# Passage to read

————

An accountant has won a legal fight over a Scottish baronetcy in a case which a lawyer says could have far-reaching implications for titled families.
Accountant Murray Pringle - who is in his 70s and comes from High Wycombe, Buckinghamshire - and businessman Simon Pringle - who is in his 50s and lives near Hastings, East Sussex - had both laid claim to the baronetcy of Pringle of Stichill.
Seven judges analysed evidence at hearings of the Judicial Committee of the Privy Council in London - and ruled in favour of Murray Pringle.
They said DNA evidence was a pointer to the rightful heir - and they said there was no legal ground for excluding DNA evidence.
One judge, Lord Hodge, said the case raised ''a question of general importance'' about the use of DNA evidence ''to challenge an apparent heir's entitlement to succeed to a title or to property by its exposure of irregular occurrences in previous generations of a family''.
(Murray Pringle. Photo: PA)
He said in the past an absence of scientific evidence meant that the ''presumption of legitimacy could rarely be rebutted'' and claims based on assertions that ''irregular procreations had occurred in the distant past'' were particularly difficult to establish.

————

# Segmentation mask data
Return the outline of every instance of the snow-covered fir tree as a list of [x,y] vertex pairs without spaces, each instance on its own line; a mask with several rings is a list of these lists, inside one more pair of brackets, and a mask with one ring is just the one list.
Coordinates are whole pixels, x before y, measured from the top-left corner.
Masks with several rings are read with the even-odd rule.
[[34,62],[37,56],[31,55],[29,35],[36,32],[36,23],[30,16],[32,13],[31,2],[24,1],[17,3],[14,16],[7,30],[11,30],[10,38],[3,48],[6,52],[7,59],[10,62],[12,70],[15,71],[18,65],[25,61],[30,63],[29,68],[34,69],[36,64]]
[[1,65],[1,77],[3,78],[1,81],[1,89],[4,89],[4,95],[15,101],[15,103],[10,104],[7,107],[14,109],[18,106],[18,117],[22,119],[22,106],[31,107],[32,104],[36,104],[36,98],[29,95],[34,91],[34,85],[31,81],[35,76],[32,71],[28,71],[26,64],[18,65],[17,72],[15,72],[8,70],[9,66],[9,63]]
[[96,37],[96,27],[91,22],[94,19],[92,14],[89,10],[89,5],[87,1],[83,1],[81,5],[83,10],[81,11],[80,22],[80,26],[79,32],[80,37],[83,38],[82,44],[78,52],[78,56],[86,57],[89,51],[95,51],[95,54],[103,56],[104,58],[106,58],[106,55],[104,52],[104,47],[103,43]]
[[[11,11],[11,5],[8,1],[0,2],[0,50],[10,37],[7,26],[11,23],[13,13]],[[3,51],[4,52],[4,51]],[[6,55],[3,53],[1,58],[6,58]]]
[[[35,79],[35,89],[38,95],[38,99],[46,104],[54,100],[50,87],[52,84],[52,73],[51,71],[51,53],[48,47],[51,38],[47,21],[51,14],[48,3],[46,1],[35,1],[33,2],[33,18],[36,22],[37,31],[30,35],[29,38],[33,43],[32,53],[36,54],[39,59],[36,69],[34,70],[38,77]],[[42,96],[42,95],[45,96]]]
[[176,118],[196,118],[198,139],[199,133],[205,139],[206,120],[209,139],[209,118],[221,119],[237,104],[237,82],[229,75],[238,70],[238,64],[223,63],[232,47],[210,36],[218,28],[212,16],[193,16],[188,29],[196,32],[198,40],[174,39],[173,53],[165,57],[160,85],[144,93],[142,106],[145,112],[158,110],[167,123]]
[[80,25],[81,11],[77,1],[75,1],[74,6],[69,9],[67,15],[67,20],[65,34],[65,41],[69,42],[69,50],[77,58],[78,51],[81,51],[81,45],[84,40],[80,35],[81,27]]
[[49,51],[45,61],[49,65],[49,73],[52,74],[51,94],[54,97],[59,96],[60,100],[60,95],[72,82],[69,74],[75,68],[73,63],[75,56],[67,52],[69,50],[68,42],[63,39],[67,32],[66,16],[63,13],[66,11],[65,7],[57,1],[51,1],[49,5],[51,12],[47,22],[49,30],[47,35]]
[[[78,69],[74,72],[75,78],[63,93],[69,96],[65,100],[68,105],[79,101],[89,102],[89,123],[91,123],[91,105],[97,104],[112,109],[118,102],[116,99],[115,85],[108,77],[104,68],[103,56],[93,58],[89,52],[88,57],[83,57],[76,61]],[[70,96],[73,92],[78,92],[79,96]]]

————

In the article on the Pringle baronetcy dispute, how many judges analyzed the evidence at the Privy Council hearings?

Seven judges.